Em 2010, a vontade de sair fantasiado voltou e teve tanta adesão que o grupo fretou um ônibus para levar os foliões até a barra. A partir de 2011, os moradores do Rio Vermelho decidiram manter a festa no bairro de uma vez por todas. É o que está acontecendo também no Costa Azul. Por lá, o Bloco Aperta Mais que Dá reuniu 500 pessoas na edição do ano passado e a expectativa da organização é um movimento ainda maior em 2024.

Confira os próximos bloquinhos de rua de Salvador:

Chupeta Doce, no Dois de Julho (26 de janeiro) - A festa será realizada no bairro do Dois de Julho, na sexta-feira (26). A concentração será às 18h, nas imediações do bar Mocambinho, segue pelas ruas do bairro a partir das 19h. A festa será comandada por Chico Gomes e a Marana, além de contar com a participação especial de André Macedo e Sávio Assis. O Palhaço Peteleco também está confirmado. A festa é gratuita.
━━━━━━
# [ENUNCIADO]
Prossiga o texto sobre os bloquinhos de rua de Salvador a partir do ponto em que ele termina.
━━━━━━
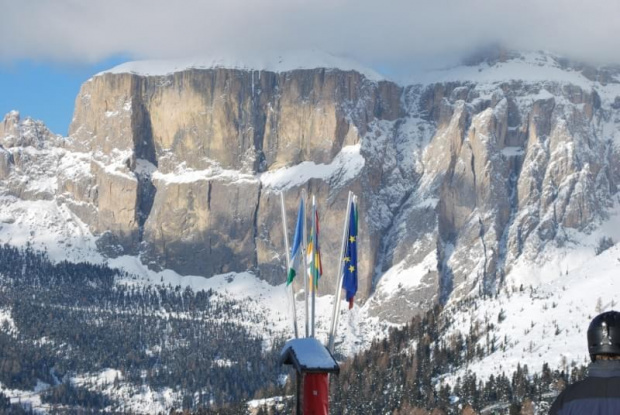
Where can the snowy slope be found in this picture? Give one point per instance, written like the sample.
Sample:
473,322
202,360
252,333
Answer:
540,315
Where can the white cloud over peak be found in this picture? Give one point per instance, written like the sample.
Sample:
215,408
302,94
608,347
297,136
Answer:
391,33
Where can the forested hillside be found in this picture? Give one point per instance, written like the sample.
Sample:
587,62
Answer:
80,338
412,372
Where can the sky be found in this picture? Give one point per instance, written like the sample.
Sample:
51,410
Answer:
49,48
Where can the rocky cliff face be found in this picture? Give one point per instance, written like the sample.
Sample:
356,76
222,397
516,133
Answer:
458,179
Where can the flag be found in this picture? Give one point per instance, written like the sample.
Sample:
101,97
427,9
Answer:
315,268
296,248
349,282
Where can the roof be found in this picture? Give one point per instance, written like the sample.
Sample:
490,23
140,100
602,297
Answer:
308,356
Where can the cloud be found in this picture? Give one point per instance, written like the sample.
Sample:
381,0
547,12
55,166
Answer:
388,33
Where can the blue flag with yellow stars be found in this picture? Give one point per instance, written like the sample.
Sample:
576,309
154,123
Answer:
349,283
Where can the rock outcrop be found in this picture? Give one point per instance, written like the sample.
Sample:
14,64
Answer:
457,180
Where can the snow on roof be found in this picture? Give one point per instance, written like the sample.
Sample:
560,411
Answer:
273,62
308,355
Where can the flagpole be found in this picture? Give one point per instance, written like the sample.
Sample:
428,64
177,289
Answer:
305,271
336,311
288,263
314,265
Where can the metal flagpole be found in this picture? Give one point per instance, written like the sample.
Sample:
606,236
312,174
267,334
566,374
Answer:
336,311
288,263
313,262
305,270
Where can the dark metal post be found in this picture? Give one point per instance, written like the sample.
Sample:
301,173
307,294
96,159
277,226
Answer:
━━━━━━
# [RESPOSTA DO EXERCÍCIO]
Palhaços do Rio Vermelho (27 de janeiro) – Já o tradicional no bairro do Rio Vermelho, o Movimento Cultural Palhaços do Rio Vermelho terá 15 alas, com representantes de Salvador e do interior da Bahia, e 120 percursionistas. A concentração será às 17h, nas imediações das quadras da Rua da Paciência, e a saída às 19h, em direção à Rua Fonte do Boi. O evento é gratuito, mas quem quiser pode colaborar comprando camisas vendidas no Boteco do França e no Shopping do Rio Vermelho, por R$ 70.

Sagalera da Vila Laura (27 de janeiro) - O evento será realizado no bairro da Vila Laura, no sábado (27). A concentração será às 16h, na Rua Inhuma. O abadá poder ser trocado por duas latas de leite que serão doadas para o Hospital Martagão Gesteira. A troca é feita no supermercado Rede Mix. A folia será comandada pela banda Sagalera, com repertórios de marchinhas tradicionais.

Imbuí Folia, no bairro do Imbuí (27 e 28 de janeiro) - Serão sete blocos e os horários de concentração alternam. No sábado tem o Somos Pipoca (16h30), Marblokinho (17h), Imbuí folia (18h) e Deu liga (19h). Já no domingo, tem o Levada do imbuí (16h30), Sambinha do Imbuí (17h) e Lucas Babidi (18h).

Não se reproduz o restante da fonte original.